• RECORD SET:
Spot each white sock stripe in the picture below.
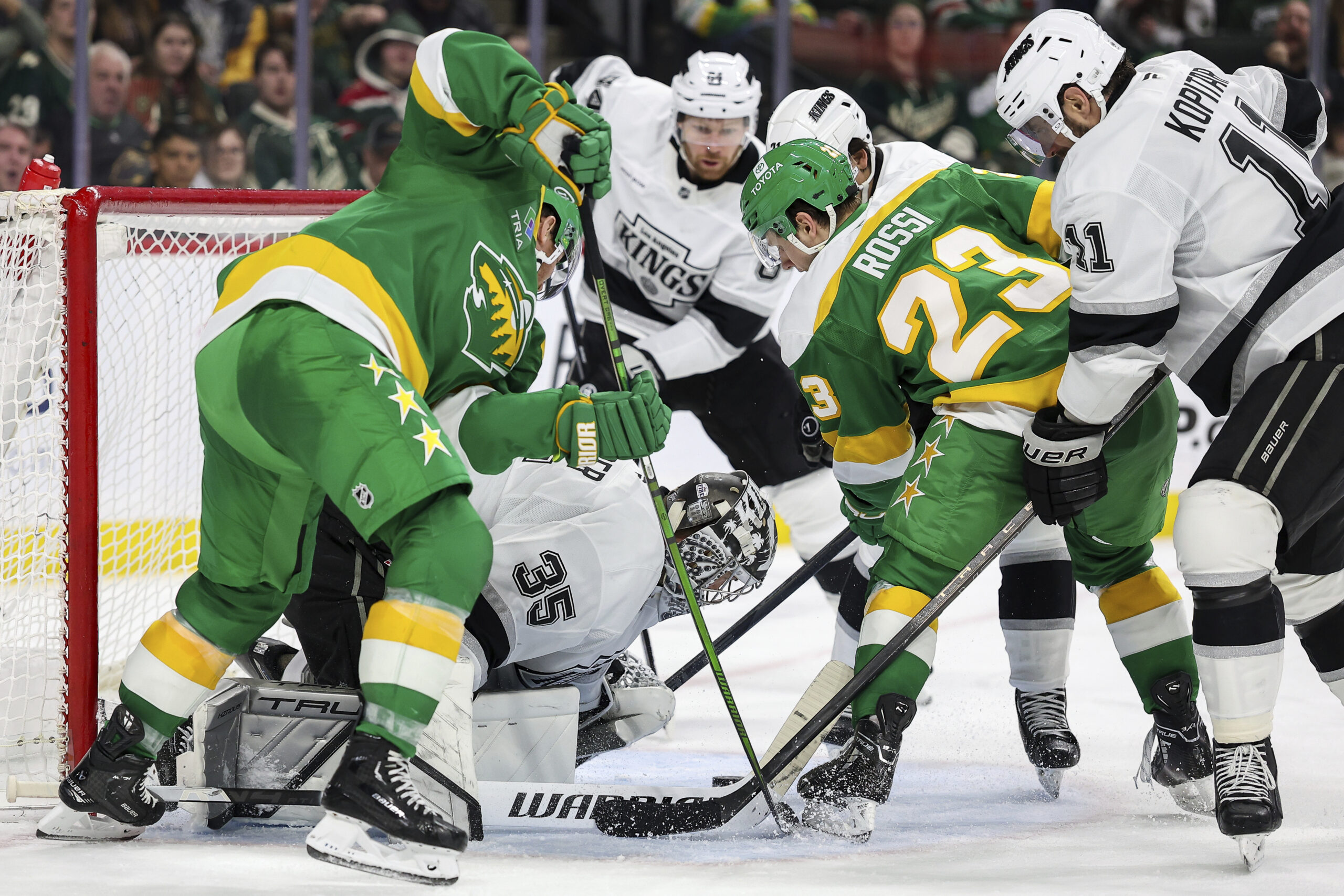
[1106,600,1190,657]
[121,644,209,716]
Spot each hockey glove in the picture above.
[555,371,672,466]
[1022,404,1106,525]
[499,83,612,202]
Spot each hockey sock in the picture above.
[826,560,868,668]
[1293,603,1344,702]
[356,489,494,756]
[999,560,1078,693]
[854,582,938,720]
[1098,567,1199,712]
[120,611,234,757]
[1191,574,1284,744]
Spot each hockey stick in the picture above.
[663,528,856,690]
[593,368,1167,837]
[570,154,790,833]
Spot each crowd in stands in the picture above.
[0,0,1344,189]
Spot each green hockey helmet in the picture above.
[742,140,859,267]
[527,187,583,298]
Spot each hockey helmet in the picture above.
[664,470,777,603]
[994,9,1125,165]
[527,187,583,298]
[742,140,859,267]
[765,87,876,193]
[672,51,761,146]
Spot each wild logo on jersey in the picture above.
[615,212,713,307]
[463,237,536,375]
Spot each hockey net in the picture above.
[0,188,359,785]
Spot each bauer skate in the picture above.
[308,731,466,884]
[1214,737,1284,870]
[38,705,164,840]
[1013,688,1080,799]
[1135,672,1214,815]
[799,693,915,842]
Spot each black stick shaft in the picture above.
[664,529,855,690]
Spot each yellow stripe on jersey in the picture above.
[812,168,943,333]
[140,611,234,688]
[411,63,480,137]
[933,364,1065,411]
[1098,567,1180,625]
[364,598,463,660]
[215,234,429,392]
[1027,180,1059,258]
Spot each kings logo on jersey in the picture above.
[615,212,713,308]
[463,242,536,375]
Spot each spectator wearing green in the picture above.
[238,35,346,189]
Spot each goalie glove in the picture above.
[1022,404,1106,525]
[555,371,672,466]
[499,83,612,199]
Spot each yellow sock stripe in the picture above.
[140,611,234,688]
[364,599,463,660]
[1099,567,1180,625]
[863,584,938,631]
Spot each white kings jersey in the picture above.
[1051,51,1340,423]
[434,385,664,700]
[558,56,790,380]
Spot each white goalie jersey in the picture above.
[559,56,789,379]
[1051,52,1339,423]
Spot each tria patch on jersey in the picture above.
[849,206,934,279]
[615,212,713,307]
[463,242,536,375]
[1162,69,1227,142]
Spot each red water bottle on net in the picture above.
[19,156,60,189]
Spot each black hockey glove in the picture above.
[1022,404,1106,525]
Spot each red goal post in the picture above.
[0,187,362,781]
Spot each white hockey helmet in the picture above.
[765,87,874,181]
[994,9,1125,165]
[672,51,761,146]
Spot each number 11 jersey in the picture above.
[1051,51,1339,423]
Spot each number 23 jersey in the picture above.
[1052,51,1337,423]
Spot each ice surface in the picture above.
[0,544,1344,896]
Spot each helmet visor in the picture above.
[1008,115,1073,165]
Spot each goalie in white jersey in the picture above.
[998,10,1344,868]
[552,52,854,623]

• THE TASK: Put every line of the listing above into a numbered list, skipping any blank lines. Leave the picture out of your answer.

• FINISHED TASK:
1. Spot each white sock stripe in the picture below.
2. [1106,600,1190,657]
3. [121,644,209,716]
4. Spot each hockey glove in the picture above.
5. [555,371,672,466]
6. [1022,404,1106,525]
7. [499,83,612,202]
8. Spot each hockey sock in the picture above.
9. [826,560,868,668]
10. [1293,603,1344,702]
11. [356,489,494,756]
12. [999,560,1078,693]
13. [854,582,938,720]
14. [1098,567,1199,712]
15. [120,611,234,757]
16. [1191,574,1284,744]
17. Spot each hockey stick in the picture above.
18. [663,528,856,690]
19. [593,368,1167,837]
20. [570,154,790,833]
21. Spot each crowd in stands in the picture above.
22. [0,0,1344,189]
23. Spot each green hockey helmet in the picture above.
24. [742,140,859,267]
25. [527,187,583,298]
26. Spot each hockey helmet in the picture above.
27. [664,470,777,603]
28. [994,9,1125,165]
29. [527,187,583,298]
30. [742,140,859,267]
31. [765,87,876,193]
32. [672,51,761,146]
33. Spot each wild logo on jersey in the picture above.
34. [615,212,713,307]
35. [463,237,536,375]
36. Spot each hockey net in the picture above.
37. [0,188,359,785]
38. Spot each bauer skate in the picture above.
39. [308,731,466,884]
40. [1214,737,1284,870]
41. [38,705,164,840]
42. [1013,688,1080,799]
43. [1135,672,1214,815]
44. [799,693,915,842]
45. Spot each black stick shaft in the picture above.
46. [664,529,855,690]
47. Spot each yellow stripe on jersey in the picture above.
48. [812,168,943,333]
49. [140,611,234,688]
50. [411,63,480,137]
51. [933,364,1065,411]
52. [1098,567,1180,625]
53. [364,598,463,660]
54. [215,234,429,392]
55. [1027,180,1059,258]
56. Spot each kings logo on jersey in the picture above.
57. [615,212,713,308]
58. [463,242,536,375]
59. Spot each spectator wearing green in the picture above.
60. [238,35,346,189]
61. Spot each goalie glove in the picture above.
62. [1022,404,1106,525]
63. [555,371,672,466]
64. [499,83,612,199]
65. Spot each yellow sock stripe in the picture above.
66. [140,611,234,688]
67. [364,599,463,660]
68. [1099,567,1180,625]
69. [863,584,938,631]
70. Spot each white kings jersey in the picture above.
71. [1051,51,1340,423]
72. [434,385,664,700]
73. [558,56,790,380]
74. Spot each white goalie jersey in the picture above.
75. [559,56,789,379]
76. [1051,52,1339,423]
77. Spot each tria patch on jersey in the picture above.
78. [849,206,934,279]
79. [615,212,713,307]
80. [463,242,536,375]
81. [1162,69,1227,142]
82. Spot each red water bottle on net in the picture above.
83. [19,156,60,189]
84. Spot each black hockey glove in the picture above.
85. [1022,404,1106,525]
86. Spot each red goal post in the picture above.
87. [0,187,362,781]
88. Spot each white hockey helmet in the picture above.
89. [765,87,874,181]
90. [994,9,1125,165]
91. [672,51,761,146]
92. Spot each number 11 jersey in the picture above.
93. [1051,51,1339,423]
94. Spot each number 23 jersey in the picture above.
95. [1052,51,1337,423]
96. Spot each ice surface in the picture above.
97. [0,544,1344,896]
98. Spot each helmet visor in the picture above.
99. [1008,115,1073,165]
100. Spot each goalie in white jersey in the picture above.
101. [998,10,1344,868]
102. [552,52,854,623]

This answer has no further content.